| Extract provided |
_ _ _ _

Method and system for recycling wind turbine blades

Abstract

A method and system for recycling wind turbine blades. A scalper scalps off balsa wood and foam from recycled composite chips, a lump breaker shatters the chips produced by the scalper, a hammer mill breaks fiber chips produced by the lump breaker to reduce the chips to strand clusters, a vibratory screen and cyclone air classifier or circular vibratory screener separate strand clusters of acceptable size from larger strand clusters that require repeated processing with a hammer mill, another vibratory screen and cyclone air classifier or circular vibratory screener further separate strand clusters of acceptable size from larger strand clusters that require repeated processing with a hammer mill, and a granulator pulverizes the resulting fiber strand into micro-fibers that can be used as reinforcement fibers.

Description

FIELD OF THE DISCLOSURE

This disclosure relates generally to a method and system for recycling wind turbine blades, and in particular to a method and system for processing materials from wind turbine blades to produce reinforcement fibers of various lengths and milled reinforced micro-fibers.

BACKGROUND OF THE DISCLOSURE

Electricity produced by wind turbines, commonly referred to as wind energy, is a promising alternative to electricity produced by fossil fuels. In 2019, wind energy produced approximately 300 billion kWh in the U.S., amounting to about 7.3% of total U.S. utility-scale electricity generation. As of January 2019, there were more than 58,000 wind turbines recorded in the U.S. Wind Turbine Database. Wind turbines typically have a useful life of about ten years.

Wind turbine blades are typically constructed from composite materials. They are primarily fiberglass, and often have an internal structure consisting largely of balsa wood and foam. Despite their promise as a clean energy source, their composite construction makes wind turbine blades difficult to recycle, and many wind turbine blades end up in landfills.

For the reasons stated above, and for other reasons which will become apparent to those skilled in the art upon reading and understanding the specification, there is a need in the art for a method and system for recycling wind turbine blades. Thus, it is a primary object of the disclosure to provide a method and system for recycling wind turbine blades to produce reinforcement fibers and composite fillers.

These and other objects, features, or advantages of the present disclosure will become apparent from the specification and claims.

BRIEF SUMMARY OF THE DISCLOSURE

The disclosure relates to a method and system for recycling wind turbine blades. In one arrangement, a scalper scalps off most of the balsa wood and foam from recycled composite chips, a lump breaker shatters the chips produced by the scalper, a hammer mill breaks fiber chips produced by the lump breaker to reduce the chips to strand clusters, a vibratory screen and cyclone air classifier or circular vibratory screener separate strand clusters of acceptable size from larger strand clusters that require repeated processing with a hammer mill, another vibratory screen and cyclone air classifier or circular vibratory screener further separate strand clusters of acceptable size from larger strand clusters that require repeated processing with a hammer mill, and a granulator pulverizes the resulting fiber strand into micro-fibers that can be used as reinforcement fibers of various lengths and milled reinforced micro-fibers. The terms powder and micro-fibers may be used interchangeably without departing from the scope of the disclosure.

_ _ _ _

| Material |
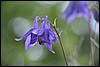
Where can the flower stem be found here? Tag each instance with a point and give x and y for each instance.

_ _ _ _

| Stated problem 1 |
In the wind turbine blade recycling text above, what share of total U.S. utility-scale electricity generation did wind energy supply in 2019?
| Stated problem 2 |
Quote the wind turbine blade recycling text above, starting with "Electricity produced by wind" and going on through "up in landfills.".

| Right answer 1 |
About 7.3%

| Right answer 2 |
Electricity produced by wind turbines, commonly referred to as wind energy, is a promising alternative to electricity produced by fossil fuels. In 2019, wind energy produced approximately 300 billion kWh in the U.S., amounting to about 7.3% of total U.S. utility-scale electricity generation. As of January 2019, there were more than 58,000 wind turbines recorded in the U.S. Wind Turbine Database. Wind turbines typically have a useful life of about ten years.

Wind turbine blades are typically constructed from composite materials. They are primarily fiberglass, and often have an internal structure consisting largely of balsa wood and foam. Despite their promise as a clean energy source, their composite construction makes wind turbine blades difficult to recycle, and many wind turbine blades end up in landfills.